■ Work order:
Which lines of the entries contain the string "pavement"? Copy each of them.

■ Excerpts from a dataset:
####################
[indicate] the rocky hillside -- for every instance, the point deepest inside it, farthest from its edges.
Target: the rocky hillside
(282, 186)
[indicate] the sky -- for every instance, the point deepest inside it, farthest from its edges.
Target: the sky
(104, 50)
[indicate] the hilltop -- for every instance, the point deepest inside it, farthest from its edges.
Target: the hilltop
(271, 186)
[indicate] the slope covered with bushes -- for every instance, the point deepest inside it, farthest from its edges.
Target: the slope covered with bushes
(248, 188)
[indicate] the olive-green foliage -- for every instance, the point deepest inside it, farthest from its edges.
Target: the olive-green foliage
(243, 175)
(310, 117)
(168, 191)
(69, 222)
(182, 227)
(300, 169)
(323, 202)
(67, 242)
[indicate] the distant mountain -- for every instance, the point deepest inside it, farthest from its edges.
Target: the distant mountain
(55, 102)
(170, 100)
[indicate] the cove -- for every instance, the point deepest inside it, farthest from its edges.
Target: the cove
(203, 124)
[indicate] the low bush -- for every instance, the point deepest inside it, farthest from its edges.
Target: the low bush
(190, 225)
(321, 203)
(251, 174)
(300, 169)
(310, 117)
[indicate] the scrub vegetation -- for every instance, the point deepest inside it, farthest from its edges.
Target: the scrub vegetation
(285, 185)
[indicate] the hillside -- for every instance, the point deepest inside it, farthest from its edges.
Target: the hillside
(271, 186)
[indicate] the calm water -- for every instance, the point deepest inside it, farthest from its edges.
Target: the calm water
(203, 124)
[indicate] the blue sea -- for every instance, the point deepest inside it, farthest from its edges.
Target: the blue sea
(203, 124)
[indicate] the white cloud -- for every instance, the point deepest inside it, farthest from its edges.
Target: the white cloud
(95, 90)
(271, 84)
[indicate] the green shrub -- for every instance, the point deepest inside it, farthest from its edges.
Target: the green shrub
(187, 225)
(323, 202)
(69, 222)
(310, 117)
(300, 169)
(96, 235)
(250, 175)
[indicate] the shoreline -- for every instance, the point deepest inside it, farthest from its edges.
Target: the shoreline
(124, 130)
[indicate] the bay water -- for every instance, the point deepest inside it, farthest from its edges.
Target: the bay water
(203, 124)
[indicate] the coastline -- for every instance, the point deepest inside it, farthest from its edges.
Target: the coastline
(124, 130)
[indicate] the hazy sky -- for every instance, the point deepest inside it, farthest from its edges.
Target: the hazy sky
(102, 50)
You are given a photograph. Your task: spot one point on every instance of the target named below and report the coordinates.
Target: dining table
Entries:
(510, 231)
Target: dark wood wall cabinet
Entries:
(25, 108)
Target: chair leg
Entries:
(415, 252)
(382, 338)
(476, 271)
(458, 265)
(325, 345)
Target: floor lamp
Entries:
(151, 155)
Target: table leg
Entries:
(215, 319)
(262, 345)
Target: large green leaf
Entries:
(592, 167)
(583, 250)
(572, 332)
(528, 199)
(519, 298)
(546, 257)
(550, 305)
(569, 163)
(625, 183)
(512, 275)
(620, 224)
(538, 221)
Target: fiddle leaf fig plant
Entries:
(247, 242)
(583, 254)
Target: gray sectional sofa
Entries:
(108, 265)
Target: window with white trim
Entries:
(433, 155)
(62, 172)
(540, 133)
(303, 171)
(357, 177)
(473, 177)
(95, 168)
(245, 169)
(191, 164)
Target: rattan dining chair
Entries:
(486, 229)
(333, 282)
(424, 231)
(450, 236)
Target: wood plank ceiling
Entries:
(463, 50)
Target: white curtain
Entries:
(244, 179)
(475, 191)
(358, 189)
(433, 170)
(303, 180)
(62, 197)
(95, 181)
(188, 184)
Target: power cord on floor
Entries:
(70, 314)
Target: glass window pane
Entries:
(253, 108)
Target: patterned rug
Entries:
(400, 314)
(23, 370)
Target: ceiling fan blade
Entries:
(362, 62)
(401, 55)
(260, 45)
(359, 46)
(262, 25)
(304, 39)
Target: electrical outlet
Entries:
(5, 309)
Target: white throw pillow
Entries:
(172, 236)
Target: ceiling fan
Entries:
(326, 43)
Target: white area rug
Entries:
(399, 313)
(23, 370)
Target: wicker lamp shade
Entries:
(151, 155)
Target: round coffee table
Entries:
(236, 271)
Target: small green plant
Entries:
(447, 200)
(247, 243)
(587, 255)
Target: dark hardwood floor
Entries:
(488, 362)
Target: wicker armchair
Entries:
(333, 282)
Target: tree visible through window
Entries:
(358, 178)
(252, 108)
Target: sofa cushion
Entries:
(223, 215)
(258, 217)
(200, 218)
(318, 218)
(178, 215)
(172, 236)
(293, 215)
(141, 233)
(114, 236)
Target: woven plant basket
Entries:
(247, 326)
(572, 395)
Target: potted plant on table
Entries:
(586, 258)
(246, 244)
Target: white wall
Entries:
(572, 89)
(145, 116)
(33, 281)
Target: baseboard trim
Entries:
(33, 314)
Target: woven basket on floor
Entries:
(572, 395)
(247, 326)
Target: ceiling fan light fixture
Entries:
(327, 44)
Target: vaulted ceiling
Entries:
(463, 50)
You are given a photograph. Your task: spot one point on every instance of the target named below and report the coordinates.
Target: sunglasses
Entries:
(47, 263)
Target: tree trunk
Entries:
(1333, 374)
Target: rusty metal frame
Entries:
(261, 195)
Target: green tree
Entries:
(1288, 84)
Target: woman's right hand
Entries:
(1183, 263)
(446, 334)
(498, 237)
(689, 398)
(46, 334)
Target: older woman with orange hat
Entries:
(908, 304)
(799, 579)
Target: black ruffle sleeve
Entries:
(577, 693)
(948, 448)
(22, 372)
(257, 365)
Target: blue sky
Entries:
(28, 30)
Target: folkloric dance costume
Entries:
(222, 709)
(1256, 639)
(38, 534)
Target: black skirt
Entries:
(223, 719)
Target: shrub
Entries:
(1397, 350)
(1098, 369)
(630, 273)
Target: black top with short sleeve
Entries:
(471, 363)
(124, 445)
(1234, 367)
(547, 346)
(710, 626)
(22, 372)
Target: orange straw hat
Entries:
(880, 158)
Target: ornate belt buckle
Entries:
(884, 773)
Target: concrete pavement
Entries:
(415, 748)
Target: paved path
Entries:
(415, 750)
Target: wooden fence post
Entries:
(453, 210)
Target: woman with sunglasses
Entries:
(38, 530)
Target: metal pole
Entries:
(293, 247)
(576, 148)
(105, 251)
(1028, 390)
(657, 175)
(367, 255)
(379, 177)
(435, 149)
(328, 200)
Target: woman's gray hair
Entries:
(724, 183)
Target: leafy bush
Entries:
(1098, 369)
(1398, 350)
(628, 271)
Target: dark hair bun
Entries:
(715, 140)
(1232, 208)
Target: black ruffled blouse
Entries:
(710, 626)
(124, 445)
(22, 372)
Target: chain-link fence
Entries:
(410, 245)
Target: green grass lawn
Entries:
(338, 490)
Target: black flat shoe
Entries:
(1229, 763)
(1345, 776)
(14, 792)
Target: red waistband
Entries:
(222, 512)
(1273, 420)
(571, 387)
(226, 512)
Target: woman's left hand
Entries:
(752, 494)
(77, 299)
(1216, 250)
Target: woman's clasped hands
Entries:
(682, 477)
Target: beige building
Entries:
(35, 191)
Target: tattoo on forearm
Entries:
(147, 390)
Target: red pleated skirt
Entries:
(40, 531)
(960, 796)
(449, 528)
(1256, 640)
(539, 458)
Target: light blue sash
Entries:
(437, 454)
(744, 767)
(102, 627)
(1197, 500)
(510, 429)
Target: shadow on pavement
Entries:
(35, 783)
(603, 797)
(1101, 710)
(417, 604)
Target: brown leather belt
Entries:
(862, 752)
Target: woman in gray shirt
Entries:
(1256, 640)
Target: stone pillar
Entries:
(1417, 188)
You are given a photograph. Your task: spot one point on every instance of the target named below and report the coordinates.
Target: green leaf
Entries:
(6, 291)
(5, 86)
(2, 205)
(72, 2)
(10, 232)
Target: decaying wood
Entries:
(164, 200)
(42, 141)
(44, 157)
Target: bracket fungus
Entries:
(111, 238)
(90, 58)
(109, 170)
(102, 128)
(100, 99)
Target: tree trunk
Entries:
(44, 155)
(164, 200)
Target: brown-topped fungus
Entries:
####################
■ Response box:
Target: concrete pavement
Target: shadow on pavement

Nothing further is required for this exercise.